--- START ---

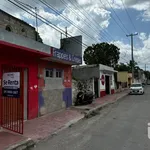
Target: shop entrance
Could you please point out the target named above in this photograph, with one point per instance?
(14, 89)
(107, 85)
(96, 90)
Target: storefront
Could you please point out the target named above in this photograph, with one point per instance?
(107, 82)
(31, 76)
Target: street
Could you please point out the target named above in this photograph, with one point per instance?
(122, 126)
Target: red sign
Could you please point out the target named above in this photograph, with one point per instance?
(103, 79)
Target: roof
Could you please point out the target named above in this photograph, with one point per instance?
(23, 22)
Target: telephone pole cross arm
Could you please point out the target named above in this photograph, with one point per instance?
(132, 58)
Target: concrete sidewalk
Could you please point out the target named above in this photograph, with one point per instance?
(49, 125)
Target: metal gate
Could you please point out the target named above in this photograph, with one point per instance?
(12, 108)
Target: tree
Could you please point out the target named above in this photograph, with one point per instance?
(122, 67)
(102, 53)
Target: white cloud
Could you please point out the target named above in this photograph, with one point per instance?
(141, 55)
(142, 36)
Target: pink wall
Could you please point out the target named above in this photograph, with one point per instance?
(16, 58)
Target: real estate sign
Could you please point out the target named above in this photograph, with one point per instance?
(11, 84)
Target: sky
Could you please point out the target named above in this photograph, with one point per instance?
(96, 20)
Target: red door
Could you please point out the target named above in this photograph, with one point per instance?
(12, 98)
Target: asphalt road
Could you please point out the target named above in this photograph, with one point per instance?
(122, 126)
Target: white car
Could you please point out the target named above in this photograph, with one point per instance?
(136, 88)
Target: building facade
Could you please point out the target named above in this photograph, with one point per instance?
(15, 25)
(101, 76)
(124, 78)
(35, 79)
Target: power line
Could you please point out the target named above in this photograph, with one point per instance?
(128, 15)
(131, 35)
(90, 18)
(67, 19)
(117, 16)
(92, 26)
(114, 19)
(47, 22)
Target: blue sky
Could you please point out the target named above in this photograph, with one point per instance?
(96, 18)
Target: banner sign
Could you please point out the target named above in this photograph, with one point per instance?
(11, 84)
(60, 54)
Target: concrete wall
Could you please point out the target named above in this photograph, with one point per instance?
(23, 41)
(122, 76)
(85, 73)
(17, 26)
(89, 84)
(54, 93)
(72, 45)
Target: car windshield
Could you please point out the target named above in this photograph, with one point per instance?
(136, 85)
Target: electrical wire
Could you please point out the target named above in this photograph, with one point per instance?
(47, 22)
(90, 18)
(67, 19)
(128, 15)
(91, 26)
(44, 20)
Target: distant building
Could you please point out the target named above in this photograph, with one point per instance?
(124, 78)
(35, 78)
(102, 77)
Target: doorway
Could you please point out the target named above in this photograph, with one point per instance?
(12, 98)
(25, 93)
(107, 85)
(96, 88)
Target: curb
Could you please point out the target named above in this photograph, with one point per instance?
(95, 111)
(29, 143)
(23, 145)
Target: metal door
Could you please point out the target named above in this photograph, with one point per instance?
(12, 108)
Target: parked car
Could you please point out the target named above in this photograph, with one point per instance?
(136, 88)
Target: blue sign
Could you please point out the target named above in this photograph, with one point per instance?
(11, 84)
(60, 54)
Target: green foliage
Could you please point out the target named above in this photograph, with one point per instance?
(102, 53)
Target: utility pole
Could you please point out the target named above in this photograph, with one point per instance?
(145, 67)
(66, 32)
(132, 58)
(36, 23)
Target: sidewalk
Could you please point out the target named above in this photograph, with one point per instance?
(49, 125)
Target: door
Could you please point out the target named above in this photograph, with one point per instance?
(107, 81)
(96, 87)
(25, 93)
(12, 98)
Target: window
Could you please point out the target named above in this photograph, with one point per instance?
(8, 28)
(58, 73)
(49, 73)
(23, 30)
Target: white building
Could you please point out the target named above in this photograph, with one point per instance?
(101, 75)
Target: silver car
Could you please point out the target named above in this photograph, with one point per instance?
(136, 88)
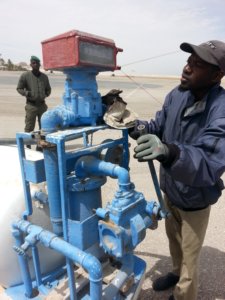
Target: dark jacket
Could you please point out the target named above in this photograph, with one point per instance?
(34, 88)
(193, 181)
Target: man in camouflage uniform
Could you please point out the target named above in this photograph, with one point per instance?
(35, 86)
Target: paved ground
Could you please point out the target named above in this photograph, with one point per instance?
(145, 96)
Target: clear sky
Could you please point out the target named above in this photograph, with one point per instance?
(143, 28)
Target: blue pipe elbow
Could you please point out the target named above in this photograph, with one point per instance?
(57, 118)
(89, 165)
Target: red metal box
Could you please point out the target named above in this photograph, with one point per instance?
(76, 48)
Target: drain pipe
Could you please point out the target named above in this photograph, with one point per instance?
(122, 276)
(89, 165)
(89, 262)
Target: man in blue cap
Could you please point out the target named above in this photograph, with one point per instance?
(35, 86)
(187, 137)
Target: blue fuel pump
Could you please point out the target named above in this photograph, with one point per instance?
(96, 241)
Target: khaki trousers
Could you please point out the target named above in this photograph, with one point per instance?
(186, 232)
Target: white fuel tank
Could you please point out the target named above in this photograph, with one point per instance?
(12, 207)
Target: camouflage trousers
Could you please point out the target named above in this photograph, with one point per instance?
(33, 112)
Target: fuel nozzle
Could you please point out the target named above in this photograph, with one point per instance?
(162, 212)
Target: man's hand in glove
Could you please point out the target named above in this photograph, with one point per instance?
(150, 147)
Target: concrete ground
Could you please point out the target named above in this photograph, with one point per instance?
(145, 96)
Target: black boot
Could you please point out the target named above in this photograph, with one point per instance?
(165, 282)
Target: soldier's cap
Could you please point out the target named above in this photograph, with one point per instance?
(213, 52)
(35, 58)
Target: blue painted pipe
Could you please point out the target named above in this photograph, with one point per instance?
(124, 273)
(52, 180)
(89, 165)
(23, 262)
(89, 262)
(57, 118)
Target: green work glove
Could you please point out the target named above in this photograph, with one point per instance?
(150, 147)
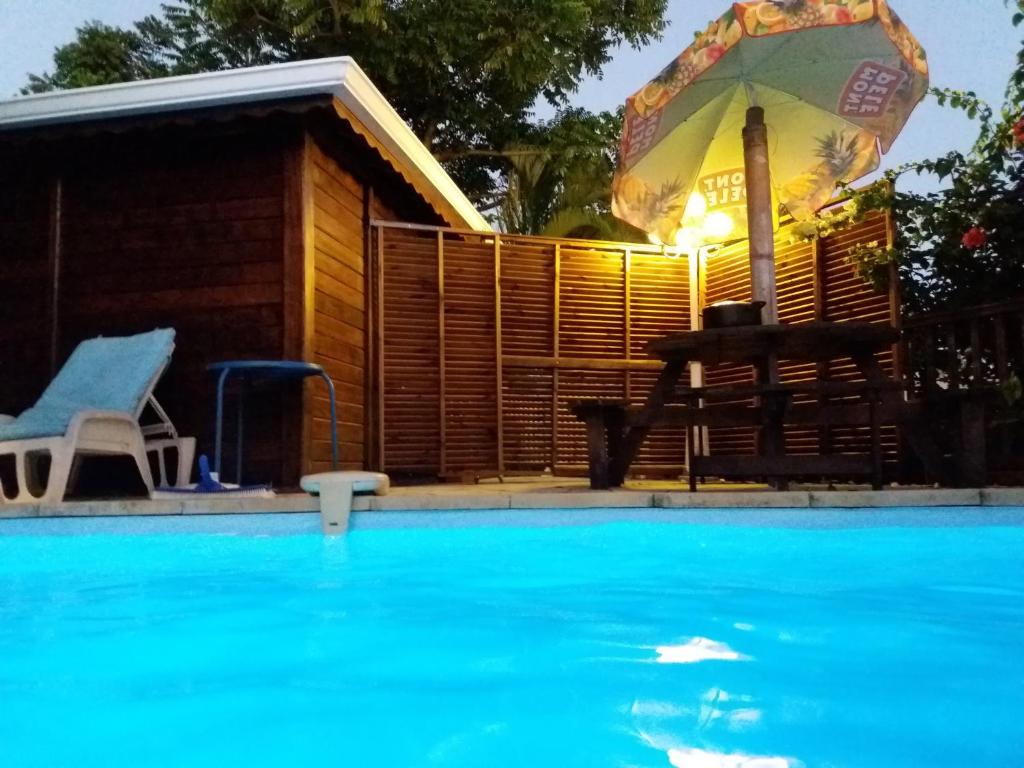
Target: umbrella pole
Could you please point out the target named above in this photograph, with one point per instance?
(759, 214)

--- END ---

* _To do_:
As listed above, the lines from the line with "Target: doorway" to the line with "Target: parked car" are to be echoed exactly, with both ends included and nothing added.

* _Answer box_:
Target: doorway
Could you please point out the target named above in this photograph, with one point per instance?
(12, 98)
(25, 93)
(107, 85)
(96, 88)
Target: curb
Could you please point out the target named above in this photograph, with one point per instance?
(95, 111)
(29, 143)
(23, 145)
Target: metal door
Could you please point out the target named above in this photograph, with one point per instance?
(12, 108)
Target: parked car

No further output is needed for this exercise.